* _Work required_
In the post comparing $11k and $60k yearly earnings, what net income after taxes does the accountant have?

* _Study text_
=== Section Start ===
Wednesday, April 15, 2009

Is it better to earn $11k/year or $60k/year?

The Sacramento Bee has an interesting graphic depicting how long it takes various people to earn $100,000. They show a single waitress at the bottom of the heap, the poor woman takes 7 years to earn $100k. But that doesn't tell the whole story.

A family of three, headed by a single parent, earning $11,700/year gets much more than $11k/year's worth of standard of living.

The family qualifies for a Section 8 housing assistance, worth over $12,000/year.
The parent qualifies for the Earned Income Credit, worth $4,710/year.
Temporary Assistance for Needy Families gives them $8,448/year.
They get Food stamps worth $372/month, or $4,464/year.


The qualify for free school lunches, worth $2.57 each, or about $925/year.
They qualify for MediCal/Medicaid worth, conservatively, $300/month or $3,600/year.
They don't pay a penny in taxes. They contribute 8%, $941/year, towards Social Security.

Equivalent Net disposable income? $45,900. With welfare benefits, the needy family has about the same standard of living as a family earning $50k a year.

Contrast that with an accountant earning $60,000 a year to support a family of 3. The accountant will pay about $3,800 in California state taxes, and about $3,600 in Federal taxes, and $4,600 towards social security.

Net income after taxes: $47,900.
=== Section End ===
* _Data records_
=== Section Start ===
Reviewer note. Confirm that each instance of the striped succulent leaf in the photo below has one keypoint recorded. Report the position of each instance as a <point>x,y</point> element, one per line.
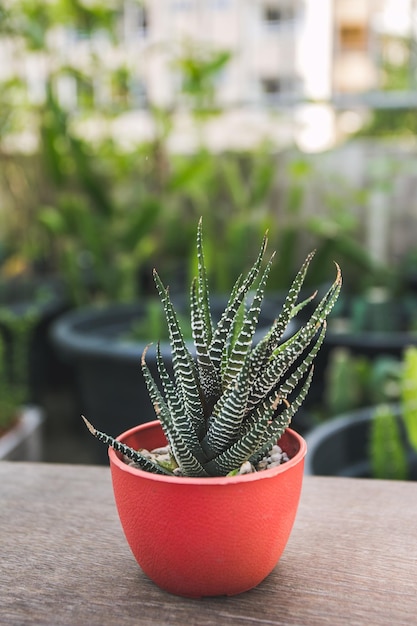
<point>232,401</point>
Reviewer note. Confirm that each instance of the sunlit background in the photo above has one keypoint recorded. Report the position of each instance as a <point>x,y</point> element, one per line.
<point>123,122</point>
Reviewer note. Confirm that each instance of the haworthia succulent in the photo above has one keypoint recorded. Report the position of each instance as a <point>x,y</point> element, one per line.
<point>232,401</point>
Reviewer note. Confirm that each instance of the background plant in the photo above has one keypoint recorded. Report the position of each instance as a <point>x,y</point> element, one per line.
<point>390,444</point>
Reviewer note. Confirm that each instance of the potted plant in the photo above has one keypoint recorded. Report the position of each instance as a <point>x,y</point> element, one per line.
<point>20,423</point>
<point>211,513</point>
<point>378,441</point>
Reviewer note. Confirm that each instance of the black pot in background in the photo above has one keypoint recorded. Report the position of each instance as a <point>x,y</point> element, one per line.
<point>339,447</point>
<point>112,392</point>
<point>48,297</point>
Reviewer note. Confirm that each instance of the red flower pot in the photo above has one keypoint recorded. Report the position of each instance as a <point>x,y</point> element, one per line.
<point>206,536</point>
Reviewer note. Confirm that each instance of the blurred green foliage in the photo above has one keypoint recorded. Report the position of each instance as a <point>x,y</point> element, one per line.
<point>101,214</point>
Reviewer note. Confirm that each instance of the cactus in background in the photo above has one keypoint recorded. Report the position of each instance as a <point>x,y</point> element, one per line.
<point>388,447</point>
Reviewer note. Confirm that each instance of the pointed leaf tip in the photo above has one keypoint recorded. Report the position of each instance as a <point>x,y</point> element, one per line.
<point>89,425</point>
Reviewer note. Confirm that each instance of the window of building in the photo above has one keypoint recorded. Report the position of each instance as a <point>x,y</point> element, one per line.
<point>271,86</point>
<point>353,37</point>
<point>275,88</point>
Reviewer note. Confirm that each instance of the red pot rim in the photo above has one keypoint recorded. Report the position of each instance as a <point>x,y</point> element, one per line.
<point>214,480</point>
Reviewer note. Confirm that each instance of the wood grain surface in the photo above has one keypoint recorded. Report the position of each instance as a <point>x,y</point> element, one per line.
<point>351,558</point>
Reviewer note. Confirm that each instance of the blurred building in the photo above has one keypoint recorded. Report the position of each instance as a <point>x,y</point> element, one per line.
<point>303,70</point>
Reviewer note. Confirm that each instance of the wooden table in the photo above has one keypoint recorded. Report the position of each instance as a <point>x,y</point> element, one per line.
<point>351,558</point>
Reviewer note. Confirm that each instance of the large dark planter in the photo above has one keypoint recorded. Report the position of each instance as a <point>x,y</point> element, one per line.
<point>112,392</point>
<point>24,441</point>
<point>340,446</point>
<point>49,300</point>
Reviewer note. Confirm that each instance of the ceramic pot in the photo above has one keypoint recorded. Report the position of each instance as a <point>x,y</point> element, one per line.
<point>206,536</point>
=== Section End ===
* _Result for this task_
$47,900